:: 本文抜粋 ::
%%

「小泉を担いでも、うま味がねえな」 麻生副総裁が最後に高市早苗氏を選んだ舞台裏 「小泉陣営には気の緩みが」
「中曽根さんに麻生さんへのアプローチをお願いした」
前回、高市氏は決選投票前の演説で熱が入り、持ち時間の5分を超過した。その失敗を念頭に、今回は古屋氏や官僚出身の若手議員らからなる「政策班」がスピーチの原案を作成。それは、登壇やお辞儀に要する時間まで緻密に計算されたものだった。
中でも切り札となった要素がある。高市陣営の選対本部長に中曽根弘文参院議員(79)が就いたことだ。狙いは「麻生対策」。古屋氏が明かす。
「中曽根家と麻生家は70年以上にわたる深い関係があります。家の格が大事なんです。そうした背景を踏まえて中曽根さんに麻生さんへのアプローチをお願いしました」
吉田茂元首相を祖父に持ち、皇族とも縁戚関係にある麻生氏は「血筋」や「家柄」を重んじるとされる。その琴線に触れる存在として「大勲位」こと故・中曽根康弘元首相の長男である弘文氏に、交渉役という白羽の矢を立てたわけだ。

%%

:: 課題一覧 ::
[1] 上の本文抜粋に名前が出てくる人物をすべて、一人一行で書き出しなさい。
[2] 上の本文抜粋を読んで、次の問いに短く答えなさい。答えには問いと同じ記号を付けること。
(a) 前回の決選投票前の演説で、高市氏に与えられていた持ち時間は何分だったか。
(b) 高市陣営の選対本部長に就いた中曽根弘文参院議員は何歳か。
(c) 麻生氏の祖父は誰か。

:: データ抜粋 ::

%%

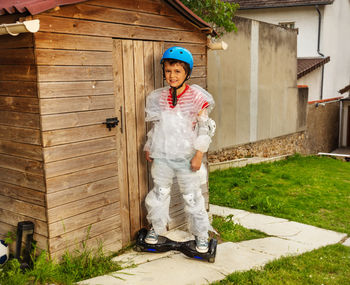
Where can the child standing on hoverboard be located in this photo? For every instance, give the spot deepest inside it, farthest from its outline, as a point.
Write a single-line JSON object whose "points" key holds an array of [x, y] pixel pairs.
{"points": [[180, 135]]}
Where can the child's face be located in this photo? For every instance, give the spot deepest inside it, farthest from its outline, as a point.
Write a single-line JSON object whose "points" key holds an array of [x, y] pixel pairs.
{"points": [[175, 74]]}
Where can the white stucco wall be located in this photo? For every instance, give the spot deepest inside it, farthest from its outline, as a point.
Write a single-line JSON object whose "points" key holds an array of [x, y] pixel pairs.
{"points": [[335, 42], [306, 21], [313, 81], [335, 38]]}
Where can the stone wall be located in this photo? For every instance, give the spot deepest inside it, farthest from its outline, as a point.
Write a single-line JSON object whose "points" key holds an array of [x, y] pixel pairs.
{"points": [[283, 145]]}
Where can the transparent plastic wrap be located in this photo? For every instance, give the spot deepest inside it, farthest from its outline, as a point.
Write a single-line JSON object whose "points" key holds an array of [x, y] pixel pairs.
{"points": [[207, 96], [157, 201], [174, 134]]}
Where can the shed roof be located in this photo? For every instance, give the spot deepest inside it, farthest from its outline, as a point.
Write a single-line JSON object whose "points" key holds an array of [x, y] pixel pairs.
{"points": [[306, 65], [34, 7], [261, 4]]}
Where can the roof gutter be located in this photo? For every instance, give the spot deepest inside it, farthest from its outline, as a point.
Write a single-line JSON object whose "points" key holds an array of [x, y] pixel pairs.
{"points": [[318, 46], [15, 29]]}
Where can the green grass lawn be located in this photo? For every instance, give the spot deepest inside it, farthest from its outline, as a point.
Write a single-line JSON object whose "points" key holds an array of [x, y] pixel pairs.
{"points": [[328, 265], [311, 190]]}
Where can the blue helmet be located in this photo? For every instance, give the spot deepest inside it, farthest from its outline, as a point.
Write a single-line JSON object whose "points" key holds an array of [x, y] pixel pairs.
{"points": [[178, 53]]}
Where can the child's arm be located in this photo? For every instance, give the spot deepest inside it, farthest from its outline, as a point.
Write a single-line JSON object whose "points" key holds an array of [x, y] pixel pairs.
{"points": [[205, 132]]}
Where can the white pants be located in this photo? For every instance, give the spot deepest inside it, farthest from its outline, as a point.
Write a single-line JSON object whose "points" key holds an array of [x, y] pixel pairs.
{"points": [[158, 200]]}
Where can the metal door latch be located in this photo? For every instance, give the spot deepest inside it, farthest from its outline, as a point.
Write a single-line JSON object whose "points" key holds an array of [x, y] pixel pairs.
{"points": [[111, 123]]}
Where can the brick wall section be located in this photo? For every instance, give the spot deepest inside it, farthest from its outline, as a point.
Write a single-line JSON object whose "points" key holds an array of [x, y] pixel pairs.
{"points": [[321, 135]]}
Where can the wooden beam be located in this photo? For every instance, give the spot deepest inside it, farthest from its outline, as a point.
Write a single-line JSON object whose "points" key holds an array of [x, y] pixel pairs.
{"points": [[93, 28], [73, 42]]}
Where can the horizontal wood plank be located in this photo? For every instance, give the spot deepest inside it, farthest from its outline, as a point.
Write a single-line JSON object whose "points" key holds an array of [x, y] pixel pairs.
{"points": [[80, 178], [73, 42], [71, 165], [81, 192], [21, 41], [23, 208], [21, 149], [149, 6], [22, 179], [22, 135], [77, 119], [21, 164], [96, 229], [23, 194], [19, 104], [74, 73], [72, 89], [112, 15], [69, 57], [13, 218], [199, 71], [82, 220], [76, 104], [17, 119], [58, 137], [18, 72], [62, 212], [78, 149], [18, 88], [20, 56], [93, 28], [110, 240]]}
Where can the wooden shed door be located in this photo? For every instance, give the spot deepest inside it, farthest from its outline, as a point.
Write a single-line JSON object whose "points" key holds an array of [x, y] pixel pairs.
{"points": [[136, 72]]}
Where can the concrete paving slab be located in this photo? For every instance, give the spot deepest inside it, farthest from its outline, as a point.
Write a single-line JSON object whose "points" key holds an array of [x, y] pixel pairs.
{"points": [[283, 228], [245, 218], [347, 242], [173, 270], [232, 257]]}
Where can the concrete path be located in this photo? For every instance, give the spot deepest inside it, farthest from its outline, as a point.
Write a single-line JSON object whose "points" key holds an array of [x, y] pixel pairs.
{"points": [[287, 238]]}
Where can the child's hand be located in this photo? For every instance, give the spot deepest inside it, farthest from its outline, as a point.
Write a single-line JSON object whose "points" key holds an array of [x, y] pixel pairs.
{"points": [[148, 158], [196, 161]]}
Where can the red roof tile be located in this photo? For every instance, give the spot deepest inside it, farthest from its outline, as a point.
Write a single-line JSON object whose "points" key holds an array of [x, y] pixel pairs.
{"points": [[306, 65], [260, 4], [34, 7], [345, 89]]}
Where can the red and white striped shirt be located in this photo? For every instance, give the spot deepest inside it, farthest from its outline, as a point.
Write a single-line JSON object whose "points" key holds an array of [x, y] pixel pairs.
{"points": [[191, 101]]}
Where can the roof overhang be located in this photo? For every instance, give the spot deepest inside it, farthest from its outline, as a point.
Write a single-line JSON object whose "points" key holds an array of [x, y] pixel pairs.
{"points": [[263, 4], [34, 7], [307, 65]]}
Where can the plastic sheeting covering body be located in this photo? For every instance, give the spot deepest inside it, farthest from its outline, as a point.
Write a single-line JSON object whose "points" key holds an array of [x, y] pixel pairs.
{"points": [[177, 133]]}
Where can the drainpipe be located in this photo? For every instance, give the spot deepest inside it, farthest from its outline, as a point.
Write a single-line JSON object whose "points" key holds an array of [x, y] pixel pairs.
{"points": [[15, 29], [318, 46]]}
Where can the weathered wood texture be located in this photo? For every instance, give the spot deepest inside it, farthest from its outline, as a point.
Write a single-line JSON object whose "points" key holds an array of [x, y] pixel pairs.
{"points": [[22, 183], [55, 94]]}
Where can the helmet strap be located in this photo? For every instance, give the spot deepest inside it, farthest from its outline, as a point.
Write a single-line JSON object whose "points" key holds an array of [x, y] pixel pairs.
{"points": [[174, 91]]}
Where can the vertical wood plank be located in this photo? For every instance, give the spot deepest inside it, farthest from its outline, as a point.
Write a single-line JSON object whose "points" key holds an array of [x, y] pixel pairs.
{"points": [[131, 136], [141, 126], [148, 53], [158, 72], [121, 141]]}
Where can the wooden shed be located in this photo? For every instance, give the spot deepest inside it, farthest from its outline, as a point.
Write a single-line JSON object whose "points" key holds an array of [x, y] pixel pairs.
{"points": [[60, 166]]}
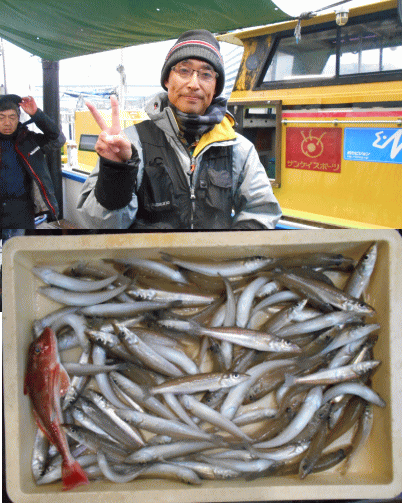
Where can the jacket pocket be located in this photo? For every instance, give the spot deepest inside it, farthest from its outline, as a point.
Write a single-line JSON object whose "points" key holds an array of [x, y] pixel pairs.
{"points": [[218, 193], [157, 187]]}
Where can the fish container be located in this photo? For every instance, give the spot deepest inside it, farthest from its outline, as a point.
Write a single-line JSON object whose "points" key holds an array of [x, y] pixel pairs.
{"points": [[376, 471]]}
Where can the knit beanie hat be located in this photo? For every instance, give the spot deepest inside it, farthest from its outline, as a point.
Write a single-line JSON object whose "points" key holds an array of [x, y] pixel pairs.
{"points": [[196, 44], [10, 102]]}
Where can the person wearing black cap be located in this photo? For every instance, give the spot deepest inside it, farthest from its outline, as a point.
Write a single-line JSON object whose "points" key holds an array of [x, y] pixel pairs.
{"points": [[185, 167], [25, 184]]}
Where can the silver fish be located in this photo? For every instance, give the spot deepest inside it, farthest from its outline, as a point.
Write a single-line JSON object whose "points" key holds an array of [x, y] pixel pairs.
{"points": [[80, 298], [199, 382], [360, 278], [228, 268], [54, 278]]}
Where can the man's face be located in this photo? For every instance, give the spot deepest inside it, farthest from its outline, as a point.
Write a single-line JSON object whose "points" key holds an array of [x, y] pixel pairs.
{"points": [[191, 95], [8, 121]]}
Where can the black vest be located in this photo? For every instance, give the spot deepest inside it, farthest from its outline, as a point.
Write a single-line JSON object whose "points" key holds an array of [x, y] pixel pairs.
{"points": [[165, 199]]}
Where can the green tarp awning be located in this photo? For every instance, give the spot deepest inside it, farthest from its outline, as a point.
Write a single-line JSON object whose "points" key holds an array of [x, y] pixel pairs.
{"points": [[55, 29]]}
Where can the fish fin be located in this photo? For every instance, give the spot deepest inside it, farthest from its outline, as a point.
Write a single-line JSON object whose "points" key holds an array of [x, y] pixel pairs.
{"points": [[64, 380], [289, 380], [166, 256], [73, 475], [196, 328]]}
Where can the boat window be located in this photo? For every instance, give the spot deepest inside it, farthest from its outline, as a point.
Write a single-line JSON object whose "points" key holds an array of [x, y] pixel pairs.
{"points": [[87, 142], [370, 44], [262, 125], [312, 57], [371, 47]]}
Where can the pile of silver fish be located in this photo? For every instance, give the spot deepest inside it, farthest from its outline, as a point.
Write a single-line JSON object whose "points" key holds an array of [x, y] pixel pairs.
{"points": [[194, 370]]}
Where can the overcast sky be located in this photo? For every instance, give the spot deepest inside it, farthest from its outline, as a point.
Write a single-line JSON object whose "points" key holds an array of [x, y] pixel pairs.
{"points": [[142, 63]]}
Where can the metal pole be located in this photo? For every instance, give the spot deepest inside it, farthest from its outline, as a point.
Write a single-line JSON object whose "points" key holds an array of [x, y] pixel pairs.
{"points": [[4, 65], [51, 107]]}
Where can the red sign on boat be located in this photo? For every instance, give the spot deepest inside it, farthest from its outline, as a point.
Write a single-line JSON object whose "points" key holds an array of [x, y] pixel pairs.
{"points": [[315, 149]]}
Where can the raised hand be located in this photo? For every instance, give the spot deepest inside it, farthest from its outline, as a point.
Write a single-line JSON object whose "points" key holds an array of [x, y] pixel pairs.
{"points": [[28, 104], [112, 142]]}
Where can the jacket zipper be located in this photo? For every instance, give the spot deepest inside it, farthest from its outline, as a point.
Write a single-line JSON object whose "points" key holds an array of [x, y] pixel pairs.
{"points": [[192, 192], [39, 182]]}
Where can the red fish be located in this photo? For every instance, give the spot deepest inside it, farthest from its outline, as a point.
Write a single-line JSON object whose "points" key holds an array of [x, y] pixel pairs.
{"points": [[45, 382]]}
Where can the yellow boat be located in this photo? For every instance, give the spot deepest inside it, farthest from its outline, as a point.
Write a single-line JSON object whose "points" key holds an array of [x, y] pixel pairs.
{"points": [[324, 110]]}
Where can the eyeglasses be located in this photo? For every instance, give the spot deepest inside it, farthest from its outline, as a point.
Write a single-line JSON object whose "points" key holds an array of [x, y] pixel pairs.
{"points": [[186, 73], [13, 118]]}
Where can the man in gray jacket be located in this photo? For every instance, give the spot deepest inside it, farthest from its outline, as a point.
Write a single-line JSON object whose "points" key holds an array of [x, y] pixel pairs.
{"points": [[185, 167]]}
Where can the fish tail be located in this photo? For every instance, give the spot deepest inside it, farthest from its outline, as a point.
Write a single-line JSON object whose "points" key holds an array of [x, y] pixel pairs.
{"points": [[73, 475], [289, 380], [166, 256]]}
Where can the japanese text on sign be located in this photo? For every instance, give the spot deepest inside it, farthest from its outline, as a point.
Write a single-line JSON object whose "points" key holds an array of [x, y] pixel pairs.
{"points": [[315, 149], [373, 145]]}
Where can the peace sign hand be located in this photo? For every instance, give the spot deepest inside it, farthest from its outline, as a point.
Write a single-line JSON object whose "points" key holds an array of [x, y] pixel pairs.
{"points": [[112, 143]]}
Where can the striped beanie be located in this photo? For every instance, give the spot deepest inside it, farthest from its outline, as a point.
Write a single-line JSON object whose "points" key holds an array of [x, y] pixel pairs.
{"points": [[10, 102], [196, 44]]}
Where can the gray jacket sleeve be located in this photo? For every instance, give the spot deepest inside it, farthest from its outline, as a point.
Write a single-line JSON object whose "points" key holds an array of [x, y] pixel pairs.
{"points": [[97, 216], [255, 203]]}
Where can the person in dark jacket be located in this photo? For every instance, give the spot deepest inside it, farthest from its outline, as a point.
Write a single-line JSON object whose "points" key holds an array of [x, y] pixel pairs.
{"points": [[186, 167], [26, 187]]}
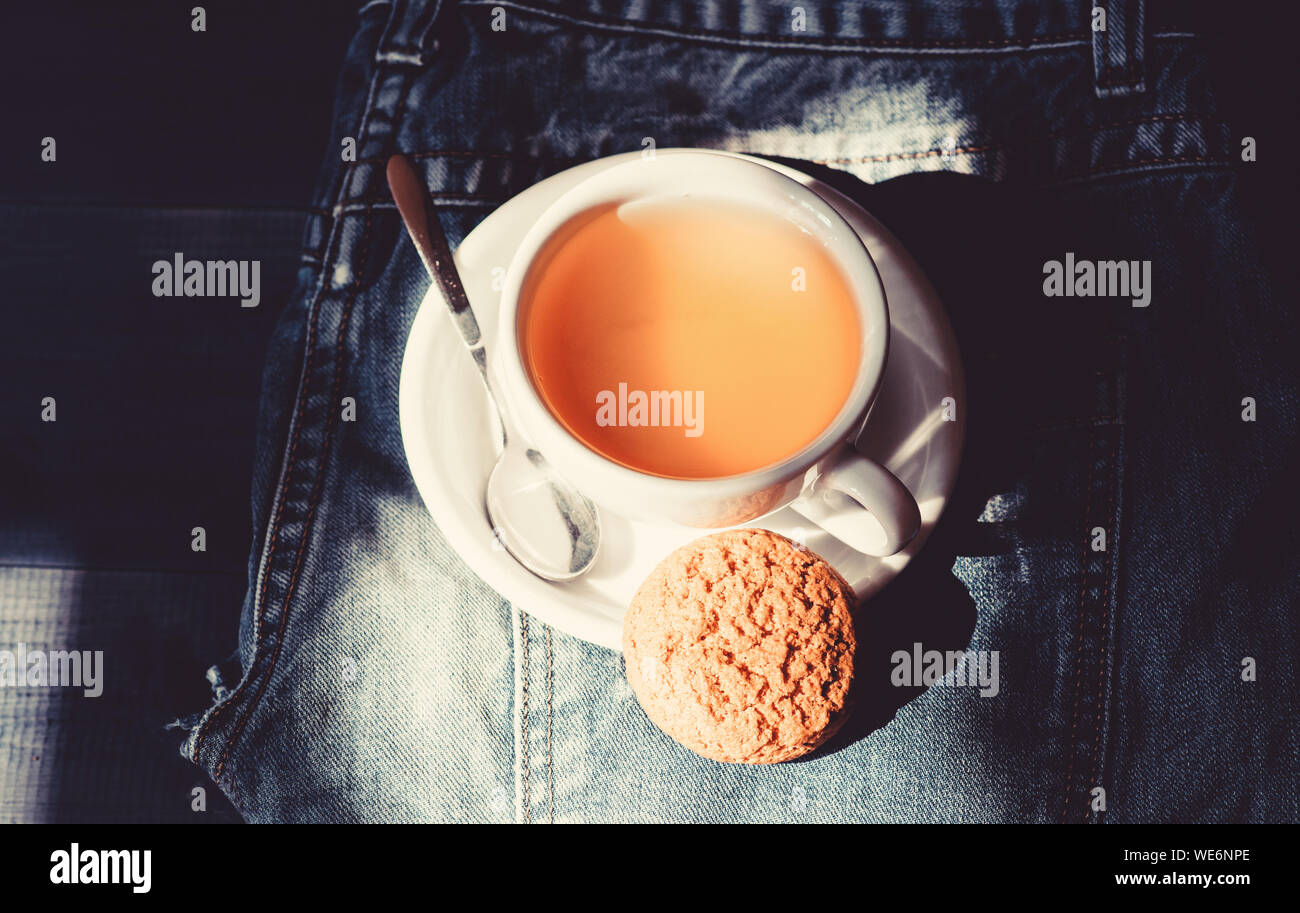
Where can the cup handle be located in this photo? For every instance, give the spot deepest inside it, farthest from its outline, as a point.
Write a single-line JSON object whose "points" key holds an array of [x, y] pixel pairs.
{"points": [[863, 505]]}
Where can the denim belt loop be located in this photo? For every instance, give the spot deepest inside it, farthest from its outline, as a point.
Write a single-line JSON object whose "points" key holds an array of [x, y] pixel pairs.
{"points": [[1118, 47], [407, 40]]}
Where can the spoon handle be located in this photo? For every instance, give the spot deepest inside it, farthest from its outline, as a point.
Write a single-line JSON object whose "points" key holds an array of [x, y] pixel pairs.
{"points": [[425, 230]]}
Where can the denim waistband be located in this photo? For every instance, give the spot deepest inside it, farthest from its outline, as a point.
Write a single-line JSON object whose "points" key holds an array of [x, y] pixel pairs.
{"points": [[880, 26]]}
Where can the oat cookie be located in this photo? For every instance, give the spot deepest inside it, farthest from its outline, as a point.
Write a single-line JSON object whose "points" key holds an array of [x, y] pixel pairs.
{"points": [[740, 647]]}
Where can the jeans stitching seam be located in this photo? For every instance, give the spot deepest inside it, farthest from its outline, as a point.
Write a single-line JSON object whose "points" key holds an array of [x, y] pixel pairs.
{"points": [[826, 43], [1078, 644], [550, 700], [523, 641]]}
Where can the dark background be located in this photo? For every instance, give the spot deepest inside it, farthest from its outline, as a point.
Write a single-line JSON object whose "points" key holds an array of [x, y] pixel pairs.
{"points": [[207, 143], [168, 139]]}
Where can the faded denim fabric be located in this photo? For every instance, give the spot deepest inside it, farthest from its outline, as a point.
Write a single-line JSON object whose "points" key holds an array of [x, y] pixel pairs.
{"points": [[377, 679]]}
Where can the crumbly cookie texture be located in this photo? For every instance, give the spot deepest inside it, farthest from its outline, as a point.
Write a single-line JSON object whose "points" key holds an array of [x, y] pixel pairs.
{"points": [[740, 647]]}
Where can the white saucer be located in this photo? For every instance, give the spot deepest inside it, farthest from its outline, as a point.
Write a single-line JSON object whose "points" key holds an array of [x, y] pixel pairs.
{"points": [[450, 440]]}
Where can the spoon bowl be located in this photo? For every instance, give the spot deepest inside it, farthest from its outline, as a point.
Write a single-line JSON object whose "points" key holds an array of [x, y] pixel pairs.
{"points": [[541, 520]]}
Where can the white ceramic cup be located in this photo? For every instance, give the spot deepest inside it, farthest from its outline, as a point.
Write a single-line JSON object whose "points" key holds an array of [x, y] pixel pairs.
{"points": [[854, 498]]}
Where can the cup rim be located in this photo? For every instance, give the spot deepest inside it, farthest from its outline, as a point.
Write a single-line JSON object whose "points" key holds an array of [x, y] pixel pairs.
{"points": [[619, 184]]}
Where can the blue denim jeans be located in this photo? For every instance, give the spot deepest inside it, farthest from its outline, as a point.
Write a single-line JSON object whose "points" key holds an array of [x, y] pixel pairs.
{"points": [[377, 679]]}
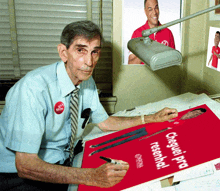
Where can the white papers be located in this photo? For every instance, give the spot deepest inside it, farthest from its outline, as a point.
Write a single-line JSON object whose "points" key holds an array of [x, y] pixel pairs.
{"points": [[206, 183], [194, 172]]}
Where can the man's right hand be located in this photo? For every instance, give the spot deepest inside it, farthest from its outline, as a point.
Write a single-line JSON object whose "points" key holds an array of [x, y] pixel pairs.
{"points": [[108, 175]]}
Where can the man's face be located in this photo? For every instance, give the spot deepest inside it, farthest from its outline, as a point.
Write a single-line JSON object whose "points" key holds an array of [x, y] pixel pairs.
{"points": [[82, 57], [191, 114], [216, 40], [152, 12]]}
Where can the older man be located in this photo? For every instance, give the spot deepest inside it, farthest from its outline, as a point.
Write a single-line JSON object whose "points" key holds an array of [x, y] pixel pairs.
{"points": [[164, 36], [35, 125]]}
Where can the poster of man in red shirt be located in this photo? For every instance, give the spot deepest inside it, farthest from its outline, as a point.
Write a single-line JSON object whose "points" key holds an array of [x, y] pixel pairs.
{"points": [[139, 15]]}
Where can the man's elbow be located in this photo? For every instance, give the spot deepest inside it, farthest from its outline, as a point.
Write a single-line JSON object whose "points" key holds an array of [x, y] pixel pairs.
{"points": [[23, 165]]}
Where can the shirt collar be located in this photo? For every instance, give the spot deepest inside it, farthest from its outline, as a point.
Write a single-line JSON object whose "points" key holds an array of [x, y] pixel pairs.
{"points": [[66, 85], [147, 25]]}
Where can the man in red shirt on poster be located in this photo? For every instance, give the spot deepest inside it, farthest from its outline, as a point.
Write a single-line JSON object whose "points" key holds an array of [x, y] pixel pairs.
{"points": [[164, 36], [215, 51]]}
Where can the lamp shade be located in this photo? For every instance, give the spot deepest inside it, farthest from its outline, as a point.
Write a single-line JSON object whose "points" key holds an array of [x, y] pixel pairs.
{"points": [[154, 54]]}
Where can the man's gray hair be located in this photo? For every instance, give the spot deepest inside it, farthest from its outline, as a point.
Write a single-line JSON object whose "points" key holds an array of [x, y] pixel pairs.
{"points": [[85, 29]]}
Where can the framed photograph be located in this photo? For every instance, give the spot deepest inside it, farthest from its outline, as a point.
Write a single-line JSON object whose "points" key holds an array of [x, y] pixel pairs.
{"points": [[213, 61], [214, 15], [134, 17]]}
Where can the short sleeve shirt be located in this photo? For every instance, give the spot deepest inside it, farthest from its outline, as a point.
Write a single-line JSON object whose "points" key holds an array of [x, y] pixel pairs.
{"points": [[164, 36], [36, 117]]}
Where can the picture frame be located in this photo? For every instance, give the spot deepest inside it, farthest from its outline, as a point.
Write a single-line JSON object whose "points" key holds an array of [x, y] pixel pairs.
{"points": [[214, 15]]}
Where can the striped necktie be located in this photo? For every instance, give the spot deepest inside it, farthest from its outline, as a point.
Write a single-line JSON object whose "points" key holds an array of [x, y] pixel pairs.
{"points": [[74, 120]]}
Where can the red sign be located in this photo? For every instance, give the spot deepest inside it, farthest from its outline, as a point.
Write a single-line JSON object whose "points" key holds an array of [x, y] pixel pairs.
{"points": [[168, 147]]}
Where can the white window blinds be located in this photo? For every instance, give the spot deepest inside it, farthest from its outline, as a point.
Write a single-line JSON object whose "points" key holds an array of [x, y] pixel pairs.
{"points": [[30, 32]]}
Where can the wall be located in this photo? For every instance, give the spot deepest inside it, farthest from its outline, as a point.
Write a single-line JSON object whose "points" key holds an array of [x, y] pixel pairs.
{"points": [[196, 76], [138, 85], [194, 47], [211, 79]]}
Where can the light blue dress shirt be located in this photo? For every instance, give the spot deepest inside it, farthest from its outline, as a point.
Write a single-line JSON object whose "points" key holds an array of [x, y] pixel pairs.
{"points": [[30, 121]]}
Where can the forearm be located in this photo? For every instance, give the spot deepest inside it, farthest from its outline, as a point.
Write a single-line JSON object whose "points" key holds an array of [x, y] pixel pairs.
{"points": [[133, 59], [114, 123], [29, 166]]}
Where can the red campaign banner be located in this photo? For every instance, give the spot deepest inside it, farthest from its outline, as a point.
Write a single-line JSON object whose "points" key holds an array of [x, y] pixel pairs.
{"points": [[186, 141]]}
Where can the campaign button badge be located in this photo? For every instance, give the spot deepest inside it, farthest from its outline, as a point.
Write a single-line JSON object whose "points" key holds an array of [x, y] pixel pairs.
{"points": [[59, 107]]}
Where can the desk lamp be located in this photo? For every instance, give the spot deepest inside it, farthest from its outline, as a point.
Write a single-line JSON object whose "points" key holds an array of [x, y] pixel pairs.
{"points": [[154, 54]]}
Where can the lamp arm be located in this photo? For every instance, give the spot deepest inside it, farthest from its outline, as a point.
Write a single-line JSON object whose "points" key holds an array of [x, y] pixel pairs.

%%

:: 解答例 ::
[1]
小泉
麻生
高市早苗
中曽根弘文
古屋
吉田茂
中曽根康弘

[2]
(a) 5分
(b) 79歳
(c) 吉田茂元首相